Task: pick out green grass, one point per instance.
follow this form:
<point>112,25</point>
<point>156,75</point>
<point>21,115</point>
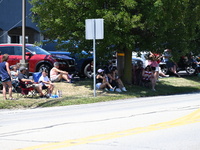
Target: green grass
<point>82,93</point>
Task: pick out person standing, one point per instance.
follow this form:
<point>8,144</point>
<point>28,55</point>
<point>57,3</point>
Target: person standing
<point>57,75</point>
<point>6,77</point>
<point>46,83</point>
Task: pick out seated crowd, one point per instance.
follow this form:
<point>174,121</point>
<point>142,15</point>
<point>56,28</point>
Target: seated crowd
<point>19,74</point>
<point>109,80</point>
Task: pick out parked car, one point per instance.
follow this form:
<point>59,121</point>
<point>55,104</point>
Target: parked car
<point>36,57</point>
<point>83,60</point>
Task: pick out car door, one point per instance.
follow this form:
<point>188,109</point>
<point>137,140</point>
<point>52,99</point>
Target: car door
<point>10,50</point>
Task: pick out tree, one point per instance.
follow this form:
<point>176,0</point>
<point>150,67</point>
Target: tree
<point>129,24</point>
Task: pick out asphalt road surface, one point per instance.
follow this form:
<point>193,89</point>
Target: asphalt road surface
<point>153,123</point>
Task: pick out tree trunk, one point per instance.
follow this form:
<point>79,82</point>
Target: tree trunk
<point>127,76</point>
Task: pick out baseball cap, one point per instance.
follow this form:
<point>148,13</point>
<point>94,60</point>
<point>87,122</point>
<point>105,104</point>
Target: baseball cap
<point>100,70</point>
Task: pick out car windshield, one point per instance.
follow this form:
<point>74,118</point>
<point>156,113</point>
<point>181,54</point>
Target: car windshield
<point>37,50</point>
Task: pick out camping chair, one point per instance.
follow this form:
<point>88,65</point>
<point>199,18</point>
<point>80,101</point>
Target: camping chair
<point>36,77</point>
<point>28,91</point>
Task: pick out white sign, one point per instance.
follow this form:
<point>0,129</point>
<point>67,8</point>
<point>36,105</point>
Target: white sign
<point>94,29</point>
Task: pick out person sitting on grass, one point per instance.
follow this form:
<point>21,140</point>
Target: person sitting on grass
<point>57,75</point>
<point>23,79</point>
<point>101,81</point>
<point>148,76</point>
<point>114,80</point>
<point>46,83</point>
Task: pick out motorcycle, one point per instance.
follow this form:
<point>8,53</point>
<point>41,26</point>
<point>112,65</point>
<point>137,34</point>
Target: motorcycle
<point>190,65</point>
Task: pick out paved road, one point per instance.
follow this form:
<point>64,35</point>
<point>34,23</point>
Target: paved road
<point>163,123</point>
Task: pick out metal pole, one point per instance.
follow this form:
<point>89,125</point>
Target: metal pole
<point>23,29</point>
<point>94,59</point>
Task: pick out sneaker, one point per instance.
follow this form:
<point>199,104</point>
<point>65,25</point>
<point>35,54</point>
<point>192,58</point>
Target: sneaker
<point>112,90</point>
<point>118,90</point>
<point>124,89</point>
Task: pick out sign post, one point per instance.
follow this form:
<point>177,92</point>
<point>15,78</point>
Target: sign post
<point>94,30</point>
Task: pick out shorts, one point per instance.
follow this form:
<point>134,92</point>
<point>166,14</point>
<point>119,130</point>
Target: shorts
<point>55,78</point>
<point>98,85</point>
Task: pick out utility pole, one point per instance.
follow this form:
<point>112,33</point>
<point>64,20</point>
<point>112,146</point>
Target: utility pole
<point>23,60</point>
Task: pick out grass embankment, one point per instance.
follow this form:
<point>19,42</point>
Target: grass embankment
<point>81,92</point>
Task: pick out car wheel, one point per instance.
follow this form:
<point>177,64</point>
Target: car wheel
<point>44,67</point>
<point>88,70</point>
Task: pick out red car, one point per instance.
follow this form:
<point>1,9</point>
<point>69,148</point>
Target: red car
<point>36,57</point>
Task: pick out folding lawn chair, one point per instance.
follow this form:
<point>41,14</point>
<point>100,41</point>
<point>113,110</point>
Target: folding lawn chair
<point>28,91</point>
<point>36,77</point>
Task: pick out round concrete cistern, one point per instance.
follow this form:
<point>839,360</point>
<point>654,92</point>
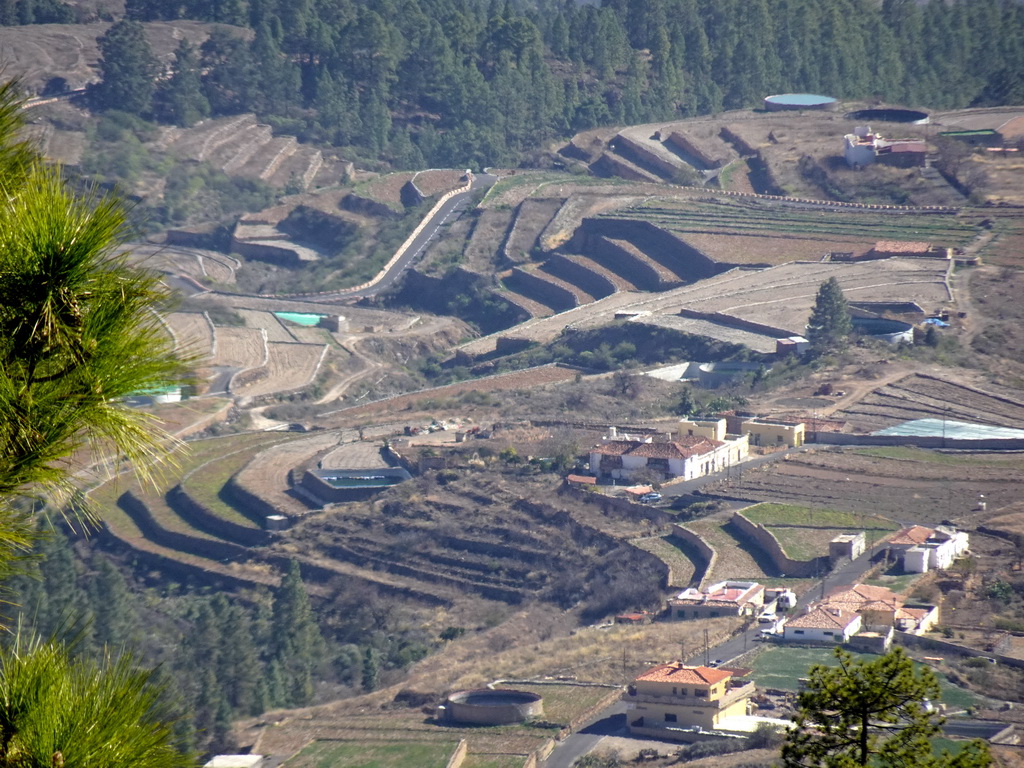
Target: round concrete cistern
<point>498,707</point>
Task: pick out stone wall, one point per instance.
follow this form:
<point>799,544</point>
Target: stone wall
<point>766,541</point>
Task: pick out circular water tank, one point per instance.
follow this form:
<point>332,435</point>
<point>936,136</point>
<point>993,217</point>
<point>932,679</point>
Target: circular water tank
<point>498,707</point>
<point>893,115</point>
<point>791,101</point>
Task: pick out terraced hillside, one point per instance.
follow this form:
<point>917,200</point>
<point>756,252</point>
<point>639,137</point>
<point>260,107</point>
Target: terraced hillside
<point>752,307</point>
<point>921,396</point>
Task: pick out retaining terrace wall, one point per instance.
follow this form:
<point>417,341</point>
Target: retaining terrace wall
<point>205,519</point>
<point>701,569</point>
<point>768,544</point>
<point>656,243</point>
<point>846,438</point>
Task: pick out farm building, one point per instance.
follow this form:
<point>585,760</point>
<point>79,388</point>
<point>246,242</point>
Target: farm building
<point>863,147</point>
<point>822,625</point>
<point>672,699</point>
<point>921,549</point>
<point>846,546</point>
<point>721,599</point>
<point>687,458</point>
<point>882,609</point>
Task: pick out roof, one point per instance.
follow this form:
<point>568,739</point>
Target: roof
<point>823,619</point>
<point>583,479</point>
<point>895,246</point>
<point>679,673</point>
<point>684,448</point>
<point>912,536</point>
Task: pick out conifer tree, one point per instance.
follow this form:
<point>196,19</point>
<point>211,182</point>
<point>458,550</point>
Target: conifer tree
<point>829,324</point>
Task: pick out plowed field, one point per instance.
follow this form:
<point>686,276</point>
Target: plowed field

──────────

■ EXERCISE REQUIREMENTS ■
Without the pictures, extract every entry verbatim.

■ SOLUTION ■
Task: pick out green grass, one point per instance.
follow this form:
<point>112,25</point>
<point>156,75</point>
<point>21,115</point>
Target: green grass
<point>82,93</point>
Task: pick out person standing, one point per instance.
follow this form:
<point>8,144</point>
<point>28,55</point>
<point>57,3</point>
Target: person standing
<point>57,75</point>
<point>6,77</point>
<point>46,83</point>
Task: pick out seated crowd, one point per instance.
follow this form:
<point>174,121</point>
<point>142,15</point>
<point>56,28</point>
Target: seated crowd
<point>19,74</point>
<point>109,80</point>
Task: pick out parked car, one point per instance.
follow this form:
<point>59,121</point>
<point>55,104</point>
Target: parked car
<point>36,57</point>
<point>83,60</point>
Task: pick out car door, one point per instance.
follow this form:
<point>188,109</point>
<point>137,140</point>
<point>52,99</point>
Target: car door
<point>10,50</point>
Task: pick out tree, one point per instance.
follow this form:
<point>176,0</point>
<point>150,67</point>
Target: tree
<point>129,24</point>
Task: pick out asphalt road surface, one point per instance.
follow this form:
<point>193,89</point>
Target: asphalt road surface
<point>153,123</point>
Task: pick out tree trunk, one point per instance.
follow this form:
<point>79,82</point>
Target: tree trunk
<point>127,76</point>
Task: pick out baseball cap, one point per instance.
follow this form:
<point>148,13</point>
<point>94,60</point>
<point>87,122</point>
<point>105,104</point>
Target: baseball cap
<point>100,70</point>
Task: pick out car windshield, one point per instance.
follow this form:
<point>74,118</point>
<point>156,113</point>
<point>181,54</point>
Target: car windshield
<point>37,50</point>
Task: pick out camping chair, one point per instance.
follow this form:
<point>88,65</point>
<point>199,18</point>
<point>80,101</point>
Target: camping chair
<point>36,77</point>
<point>28,91</point>
Task: pick out white sign, one point per instance.
follow this form:
<point>0,129</point>
<point>67,8</point>
<point>36,105</point>
Target: white sign
<point>94,29</point>
Task: pick out person sitting on grass, one point per instance.
follow this form:
<point>21,140</point>
Target: person sitting on grass
<point>57,75</point>
<point>23,79</point>
<point>101,81</point>
<point>148,76</point>
<point>114,80</point>
<point>46,83</point>
Task: pick out motorcycle, one point per instance.
follow this form:
<point>8,53</point>
<point>41,26</point>
<point>112,65</point>
<point>137,34</point>
Target: motorcycle
<point>190,65</point>
Task: pick out paved road, one point per instance.
follow this form:
<point>64,35</point>
<point>34,23</point>
Target: paved road
<point>163,123</point>
Task: pick out metal pole, one point per instance.
follow this form:
<point>89,125</point>
Target: metal pole
<point>23,29</point>
<point>94,59</point>
Task: pick out sneaker, one point per instance.
follow this form:
<point>199,104</point>
<point>65,25</point>
<point>35,54</point>
<point>192,58</point>
Target: sneaker
<point>112,90</point>
<point>118,90</point>
<point>124,89</point>
Task: pick out sign post, one point per instance.
follow this form:
<point>177,92</point>
<point>15,78</point>
Target: sign post
<point>94,30</point>
Task: pick out shorts, one point per instance.
follow this form:
<point>134,92</point>
<point>166,14</point>
<point>119,130</point>
Target: shorts
<point>55,78</point>
<point>98,85</point>
Task: pick out utility pole, one point per instance.
follow this form:
<point>112,33</point>
<point>64,20</point>
<point>112,146</point>
Target: utility pole
<point>23,60</point>
Task: pick out grass embankment, one point per instance.
follow this form:
<point>19,42</point>
Target: grass embankment
<point>81,92</point>
Task: pick out car wheel, one point per instance.
follow this form:
<point>177,64</point>
Target: car wheel
<point>44,67</point>
<point>88,70</point>
Task: pick out red car, one point per instance.
follow this form:
<point>1,9</point>
<point>69,148</point>
Target: red car
<point>36,57</point>
Task: pick out folding lawn chair, one point per instance.
follow this form:
<point>41,14</point>
<point>100,41</point>
<point>113,110</point>
Target: folding lawn chair
<point>28,91</point>
<point>36,77</point>
Task: pick out round concrete cistern, one point per instance.
follow this form:
<point>839,360</point>
<point>654,92</point>
Target: round concrete cistern
<point>498,707</point>
Task: pick out stone wall, one point per instance.
follow this form:
<point>799,544</point>
Target: stone wall
<point>766,541</point>
Task: pick out circular water tank, one point per instance.
follow this form:
<point>332,435</point>
<point>936,136</point>
<point>993,217</point>
<point>932,679</point>
Target: circular water tank
<point>498,707</point>
<point>893,115</point>
<point>791,101</point>
Task: pick out terraced hillside, one point per instance.
follow this form:
<point>917,200</point>
<point>756,252</point>
<point>639,137</point>
<point>260,107</point>
Target: terraced hillside
<point>752,307</point>
<point>921,396</point>
Task: pick out retaining terrace wall, one point per instance.
follow this form:
<point>417,341</point>
Target: retaining terrace wall
<point>205,519</point>
<point>701,569</point>
<point>768,544</point>
<point>656,243</point>
<point>846,438</point>
Task: pick out farm building, one point per instance.
follow this form:
<point>585,760</point>
<point>79,388</point>
<point>246,242</point>
Target: farm building
<point>863,147</point>
<point>822,625</point>
<point>672,699</point>
<point>921,549</point>
<point>846,546</point>
<point>721,599</point>
<point>687,458</point>
<point>882,609</point>
Task: pick out roof, one point per instance.
follow this form:
<point>568,739</point>
Target: roof
<point>823,619</point>
<point>583,479</point>
<point>895,246</point>
<point>679,673</point>
<point>684,448</point>
<point>912,536</point>
Task: pick out conifer tree, one point per instance.
follow this form:
<point>196,19</point>
<point>211,182</point>
<point>458,550</point>
Target: conifer tree
<point>829,324</point>
Task: pick out plowed field, one point per instance.
follow this form:
<point>686,276</point>
Target: plowed field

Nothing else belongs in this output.